Passage shown:
-- Begin --

# What boats depreciate the least



## ChuckBuck (Sep 4, 2011)

Hoping to generate some 'friendly' discussion with this topic.

What boats depreciate the least (or less than others)? Assuming similar upgrades / condition etc.

I ask because I've now been approved for a loan - one small step forward. And as I'm now into a new price bracket, I want to ensure that I buy something that will hold its value reasonably well. 

This will be my 5th sailboat, and I've managed to minimize losses on my 4 previous boats (good care, smart upgrades etc) and sell them for what I bought them for. Now that I'm in a new price bracket, the last thing I want to do is buy something, put good money in upgrades, maintenance etc, only to find out 10 years down the road she's worth 1/3 of what I bought her for.

Again, I'm hoping to spark some interesting perspectives here - I know there is no one 'good' boat nor one 'bad' boat.

Any and all perspectives are welcome.

CB


----------



## Tafa (Feb 8, 2012)

I guess the most expensive ones... like Swan, Najad, Oyster, Halberg Rassy depreciate least. 

Tafa


----------



## Minnewaska (Feb 21, 2010)

I suspect you are asking for a make/model answer, which is pretty tough. The condition you keep her in (read that as how much you spend on her while you own her), will be a huge variable. Will she be kept bristol or run hard and put away wet? Have sails, rigging, electronics, and broken pieces/parts been replaced with new on schedule or is duct tape the most used tool aboard?

-- End --

Coordinate labeling data
-- Begin --

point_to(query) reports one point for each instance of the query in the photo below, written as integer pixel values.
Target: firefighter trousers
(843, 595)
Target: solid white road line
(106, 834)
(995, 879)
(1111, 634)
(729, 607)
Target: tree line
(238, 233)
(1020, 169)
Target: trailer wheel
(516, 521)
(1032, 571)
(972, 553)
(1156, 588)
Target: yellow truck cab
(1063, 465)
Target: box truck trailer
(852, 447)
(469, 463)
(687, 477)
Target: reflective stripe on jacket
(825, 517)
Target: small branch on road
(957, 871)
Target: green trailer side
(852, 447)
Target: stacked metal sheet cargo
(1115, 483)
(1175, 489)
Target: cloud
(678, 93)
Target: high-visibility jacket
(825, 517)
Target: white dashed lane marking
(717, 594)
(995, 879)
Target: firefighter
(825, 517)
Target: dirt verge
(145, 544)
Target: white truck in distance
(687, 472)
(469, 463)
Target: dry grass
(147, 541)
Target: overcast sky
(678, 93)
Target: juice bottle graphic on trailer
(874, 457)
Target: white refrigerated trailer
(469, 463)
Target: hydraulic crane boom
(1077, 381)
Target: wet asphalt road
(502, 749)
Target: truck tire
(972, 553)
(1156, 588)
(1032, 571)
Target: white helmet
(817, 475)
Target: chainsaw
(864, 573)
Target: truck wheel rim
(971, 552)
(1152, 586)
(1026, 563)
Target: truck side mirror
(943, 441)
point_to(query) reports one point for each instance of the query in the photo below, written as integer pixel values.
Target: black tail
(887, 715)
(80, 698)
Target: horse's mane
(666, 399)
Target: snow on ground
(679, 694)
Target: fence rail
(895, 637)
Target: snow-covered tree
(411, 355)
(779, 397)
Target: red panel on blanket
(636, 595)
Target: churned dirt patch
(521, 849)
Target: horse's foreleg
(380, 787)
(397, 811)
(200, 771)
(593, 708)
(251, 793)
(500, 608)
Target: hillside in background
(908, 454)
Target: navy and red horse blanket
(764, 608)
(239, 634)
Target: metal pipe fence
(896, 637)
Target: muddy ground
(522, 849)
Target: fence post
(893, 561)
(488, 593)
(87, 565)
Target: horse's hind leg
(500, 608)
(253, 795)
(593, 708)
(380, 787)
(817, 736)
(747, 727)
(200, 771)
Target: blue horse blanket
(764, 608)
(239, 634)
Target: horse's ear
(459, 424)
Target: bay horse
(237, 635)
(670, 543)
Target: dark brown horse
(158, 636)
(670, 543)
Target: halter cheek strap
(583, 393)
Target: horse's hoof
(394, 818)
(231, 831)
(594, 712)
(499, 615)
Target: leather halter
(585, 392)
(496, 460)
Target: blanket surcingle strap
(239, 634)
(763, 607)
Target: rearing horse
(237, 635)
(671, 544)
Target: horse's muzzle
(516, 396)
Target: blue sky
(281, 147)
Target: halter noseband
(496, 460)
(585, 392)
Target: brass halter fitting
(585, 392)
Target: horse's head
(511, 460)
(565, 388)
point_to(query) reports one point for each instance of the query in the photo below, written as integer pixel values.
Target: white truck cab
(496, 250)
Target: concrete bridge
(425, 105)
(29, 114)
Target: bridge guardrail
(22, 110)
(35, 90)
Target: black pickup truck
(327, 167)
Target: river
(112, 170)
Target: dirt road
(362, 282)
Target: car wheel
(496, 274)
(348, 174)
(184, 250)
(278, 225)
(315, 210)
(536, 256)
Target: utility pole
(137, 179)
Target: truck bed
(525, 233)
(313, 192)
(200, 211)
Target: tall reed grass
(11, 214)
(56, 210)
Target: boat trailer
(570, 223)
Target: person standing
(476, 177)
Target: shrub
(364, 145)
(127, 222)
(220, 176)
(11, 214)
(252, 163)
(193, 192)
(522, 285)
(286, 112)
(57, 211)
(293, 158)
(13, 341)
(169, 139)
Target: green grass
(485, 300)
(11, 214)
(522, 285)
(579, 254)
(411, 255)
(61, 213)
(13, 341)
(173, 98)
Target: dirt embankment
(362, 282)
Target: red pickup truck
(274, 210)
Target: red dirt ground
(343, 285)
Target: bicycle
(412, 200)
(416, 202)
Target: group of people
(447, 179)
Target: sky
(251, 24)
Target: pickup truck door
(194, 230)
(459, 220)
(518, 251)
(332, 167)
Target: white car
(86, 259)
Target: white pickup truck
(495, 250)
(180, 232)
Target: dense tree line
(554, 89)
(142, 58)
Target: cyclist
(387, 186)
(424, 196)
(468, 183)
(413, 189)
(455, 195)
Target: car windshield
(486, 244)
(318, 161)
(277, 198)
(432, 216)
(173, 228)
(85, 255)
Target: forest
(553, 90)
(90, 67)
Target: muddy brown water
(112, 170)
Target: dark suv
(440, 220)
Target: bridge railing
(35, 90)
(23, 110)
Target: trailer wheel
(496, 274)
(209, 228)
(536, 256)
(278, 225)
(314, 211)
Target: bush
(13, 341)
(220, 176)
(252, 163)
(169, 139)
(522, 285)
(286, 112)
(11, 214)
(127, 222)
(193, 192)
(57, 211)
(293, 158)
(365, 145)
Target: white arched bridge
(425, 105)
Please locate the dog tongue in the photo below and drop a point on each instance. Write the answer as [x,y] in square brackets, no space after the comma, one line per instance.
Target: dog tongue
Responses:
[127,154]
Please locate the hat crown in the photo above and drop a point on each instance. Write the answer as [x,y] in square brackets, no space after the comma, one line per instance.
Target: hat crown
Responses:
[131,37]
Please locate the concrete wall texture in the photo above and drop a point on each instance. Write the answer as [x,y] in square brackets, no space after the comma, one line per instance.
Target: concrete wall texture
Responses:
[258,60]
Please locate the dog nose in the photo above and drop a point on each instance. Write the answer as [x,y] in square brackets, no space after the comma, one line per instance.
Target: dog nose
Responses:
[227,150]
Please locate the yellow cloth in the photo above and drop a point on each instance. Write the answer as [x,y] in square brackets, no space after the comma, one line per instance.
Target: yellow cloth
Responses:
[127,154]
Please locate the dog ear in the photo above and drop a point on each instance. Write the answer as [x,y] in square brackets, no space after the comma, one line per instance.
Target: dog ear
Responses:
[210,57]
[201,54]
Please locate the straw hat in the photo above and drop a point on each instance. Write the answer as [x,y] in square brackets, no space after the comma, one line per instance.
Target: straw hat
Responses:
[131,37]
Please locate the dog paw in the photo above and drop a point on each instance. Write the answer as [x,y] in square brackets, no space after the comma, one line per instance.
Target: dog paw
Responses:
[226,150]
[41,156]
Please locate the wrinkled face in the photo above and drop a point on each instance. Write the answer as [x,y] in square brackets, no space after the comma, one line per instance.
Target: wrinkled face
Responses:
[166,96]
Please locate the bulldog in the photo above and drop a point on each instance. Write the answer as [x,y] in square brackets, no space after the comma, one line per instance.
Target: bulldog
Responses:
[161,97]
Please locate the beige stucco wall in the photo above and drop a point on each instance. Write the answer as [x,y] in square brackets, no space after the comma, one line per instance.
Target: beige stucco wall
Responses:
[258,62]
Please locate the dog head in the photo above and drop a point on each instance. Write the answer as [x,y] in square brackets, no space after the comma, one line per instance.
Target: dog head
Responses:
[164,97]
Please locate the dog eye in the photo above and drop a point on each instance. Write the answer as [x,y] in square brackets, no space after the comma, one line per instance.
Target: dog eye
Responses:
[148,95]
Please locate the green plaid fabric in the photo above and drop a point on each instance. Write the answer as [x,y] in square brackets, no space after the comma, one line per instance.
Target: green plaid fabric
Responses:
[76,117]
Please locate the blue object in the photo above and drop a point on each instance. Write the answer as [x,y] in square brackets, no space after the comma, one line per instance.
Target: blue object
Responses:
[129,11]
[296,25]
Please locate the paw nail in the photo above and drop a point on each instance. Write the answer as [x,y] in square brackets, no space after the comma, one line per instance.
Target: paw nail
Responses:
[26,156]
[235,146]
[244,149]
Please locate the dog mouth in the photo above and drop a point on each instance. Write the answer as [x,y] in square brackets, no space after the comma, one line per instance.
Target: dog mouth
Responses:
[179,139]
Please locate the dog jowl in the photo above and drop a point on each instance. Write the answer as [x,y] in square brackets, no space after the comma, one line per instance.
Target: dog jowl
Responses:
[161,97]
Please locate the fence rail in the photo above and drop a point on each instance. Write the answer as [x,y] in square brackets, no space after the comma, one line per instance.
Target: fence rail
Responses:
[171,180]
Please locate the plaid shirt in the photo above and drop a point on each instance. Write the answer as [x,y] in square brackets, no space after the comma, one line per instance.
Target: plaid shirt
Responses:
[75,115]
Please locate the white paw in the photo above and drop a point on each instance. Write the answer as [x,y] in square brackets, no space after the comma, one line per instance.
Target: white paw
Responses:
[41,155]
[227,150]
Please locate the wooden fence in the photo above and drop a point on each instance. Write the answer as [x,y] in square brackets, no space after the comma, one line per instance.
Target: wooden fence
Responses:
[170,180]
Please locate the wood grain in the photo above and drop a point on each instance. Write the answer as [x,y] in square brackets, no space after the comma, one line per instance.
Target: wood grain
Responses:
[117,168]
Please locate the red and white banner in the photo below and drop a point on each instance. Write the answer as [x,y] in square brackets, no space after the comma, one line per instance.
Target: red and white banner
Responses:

-- End --

Problems:
**1)** Please list every boat make that Tafa names in the boat depreciation thread.
**2)** According to the boat depreciation thread, how many sailboats did ChuckBuck own before this next purchase?
The records were drawn from a separate source.

Expected outputs:
**1)** Swan, Najad, Oyster, Halberg Rassy

**2)** Four